- **Objective**: Starting at the line containing "[tag] goat: a pin per instance" and ending at the last line of the records, write out every line again, tag lines included, and shift each answer coordinate by adding 12 to both of its numbers.

- **Task inputs**:
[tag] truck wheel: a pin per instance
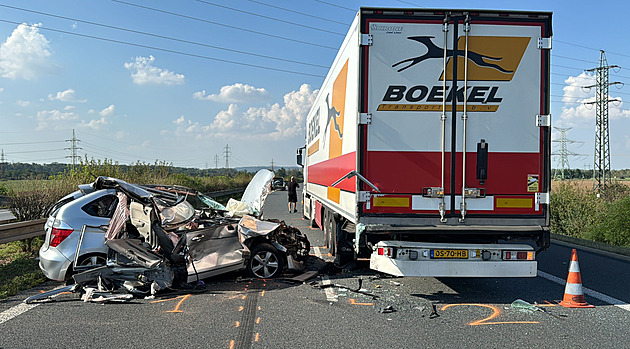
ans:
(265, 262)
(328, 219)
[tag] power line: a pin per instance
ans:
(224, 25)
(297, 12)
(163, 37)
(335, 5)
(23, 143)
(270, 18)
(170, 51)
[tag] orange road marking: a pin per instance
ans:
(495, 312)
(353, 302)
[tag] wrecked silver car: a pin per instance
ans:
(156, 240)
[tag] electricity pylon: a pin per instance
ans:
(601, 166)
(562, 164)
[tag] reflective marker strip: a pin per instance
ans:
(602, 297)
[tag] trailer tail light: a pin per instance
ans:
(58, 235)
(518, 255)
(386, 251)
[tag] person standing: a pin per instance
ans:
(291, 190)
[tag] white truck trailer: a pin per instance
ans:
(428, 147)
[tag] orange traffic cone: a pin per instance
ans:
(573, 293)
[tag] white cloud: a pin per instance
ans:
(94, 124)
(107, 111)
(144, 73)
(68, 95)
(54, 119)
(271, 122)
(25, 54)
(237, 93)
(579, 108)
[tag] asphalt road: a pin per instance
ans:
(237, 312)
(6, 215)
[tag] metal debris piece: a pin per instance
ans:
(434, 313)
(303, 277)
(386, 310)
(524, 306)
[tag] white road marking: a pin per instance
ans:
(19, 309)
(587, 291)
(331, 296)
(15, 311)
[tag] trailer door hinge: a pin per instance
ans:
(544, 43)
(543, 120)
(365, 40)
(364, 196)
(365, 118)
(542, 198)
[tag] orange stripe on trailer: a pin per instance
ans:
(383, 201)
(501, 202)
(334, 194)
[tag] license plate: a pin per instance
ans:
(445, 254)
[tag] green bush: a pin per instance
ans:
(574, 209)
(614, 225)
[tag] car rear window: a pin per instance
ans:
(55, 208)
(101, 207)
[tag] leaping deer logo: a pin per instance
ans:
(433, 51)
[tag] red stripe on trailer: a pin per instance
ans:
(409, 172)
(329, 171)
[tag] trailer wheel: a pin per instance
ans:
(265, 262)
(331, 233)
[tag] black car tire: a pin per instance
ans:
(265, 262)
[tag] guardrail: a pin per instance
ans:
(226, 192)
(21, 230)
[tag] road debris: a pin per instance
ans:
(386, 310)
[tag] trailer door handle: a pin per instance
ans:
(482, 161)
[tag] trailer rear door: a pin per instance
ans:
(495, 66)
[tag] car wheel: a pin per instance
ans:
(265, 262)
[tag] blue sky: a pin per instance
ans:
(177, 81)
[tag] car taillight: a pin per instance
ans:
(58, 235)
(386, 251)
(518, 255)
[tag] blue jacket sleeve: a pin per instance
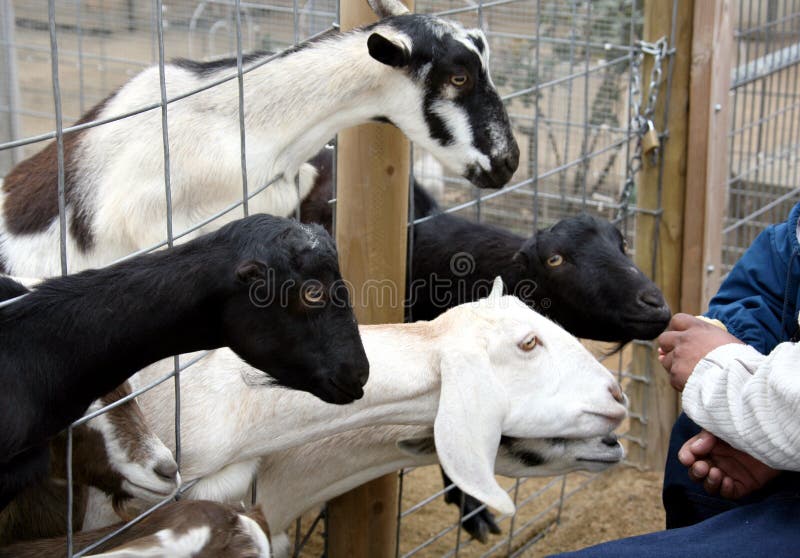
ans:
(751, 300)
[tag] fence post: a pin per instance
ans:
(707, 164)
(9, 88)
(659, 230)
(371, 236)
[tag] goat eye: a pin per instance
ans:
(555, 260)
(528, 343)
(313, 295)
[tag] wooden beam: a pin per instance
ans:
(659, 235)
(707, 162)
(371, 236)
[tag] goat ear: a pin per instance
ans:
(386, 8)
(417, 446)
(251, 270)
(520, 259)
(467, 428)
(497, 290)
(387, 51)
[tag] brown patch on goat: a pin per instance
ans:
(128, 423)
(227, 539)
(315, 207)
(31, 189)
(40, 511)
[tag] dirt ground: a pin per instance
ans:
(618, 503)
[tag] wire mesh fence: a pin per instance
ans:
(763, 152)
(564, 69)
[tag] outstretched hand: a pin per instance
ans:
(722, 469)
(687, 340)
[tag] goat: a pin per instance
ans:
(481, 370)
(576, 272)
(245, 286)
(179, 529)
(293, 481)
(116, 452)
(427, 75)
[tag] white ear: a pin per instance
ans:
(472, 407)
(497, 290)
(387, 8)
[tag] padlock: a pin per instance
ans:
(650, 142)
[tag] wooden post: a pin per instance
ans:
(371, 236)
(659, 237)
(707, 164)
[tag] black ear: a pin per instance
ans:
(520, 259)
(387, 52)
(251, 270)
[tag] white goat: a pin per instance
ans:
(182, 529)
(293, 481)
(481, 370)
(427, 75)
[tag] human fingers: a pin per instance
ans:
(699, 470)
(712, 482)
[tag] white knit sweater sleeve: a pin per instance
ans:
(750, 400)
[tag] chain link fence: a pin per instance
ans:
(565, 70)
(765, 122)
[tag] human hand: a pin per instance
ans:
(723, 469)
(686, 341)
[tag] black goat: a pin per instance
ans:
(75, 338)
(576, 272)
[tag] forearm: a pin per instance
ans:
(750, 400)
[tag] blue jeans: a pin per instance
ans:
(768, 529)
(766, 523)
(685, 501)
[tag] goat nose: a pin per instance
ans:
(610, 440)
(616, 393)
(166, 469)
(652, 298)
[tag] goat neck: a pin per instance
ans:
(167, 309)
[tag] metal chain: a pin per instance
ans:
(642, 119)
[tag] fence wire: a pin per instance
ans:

- **Task response**:
[tag] goat: a pin per instance
ans:
(493, 382)
(588, 284)
(257, 298)
(191, 541)
(305, 493)
(128, 464)
(439, 87)
[tag] white ear: a pin per instance
ans:
(484, 419)
(509, 302)
(399, 20)
[tag] padlock: a pin per instance
ans:
(662, 154)
[tag] wooden post: a pin per instance
ans:
(383, 248)
(671, 249)
(719, 176)
[tag] black ear: a pin per instance
ans:
(532, 271)
(399, 64)
(263, 282)
[tag] white goat: a pin per instance
ans:
(194, 541)
(305, 493)
(493, 382)
(439, 87)
[tag] human fingers: a pin per instance
ans:
(711, 482)
(724, 494)
[tag] white knit sweater sleeve: a pin per instance
ans:
(762, 412)
[tag] chain link fence: a pin per instance
ans:
(577, 82)
(777, 134)
[tag] human hand: a pin per instance
ans:
(735, 481)
(698, 353)
[tag] black goat: a pin per instance
ans:
(87, 350)
(588, 284)
[tag] forearm: a pin per instance
ans:
(762, 412)
[tag] blue jeans: a pin per instance
ans:
(780, 541)
(778, 535)
(697, 513)
[tag] goat nose: a pin per instance
ans:
(622, 452)
(628, 405)
(178, 481)
(664, 310)
[tag] goat neck: a pin per instance
ans:
(179, 321)
[tag] metal chain: a pin per instance
ans:
(654, 131)
[tag] fence wire: a pin per instance
ans:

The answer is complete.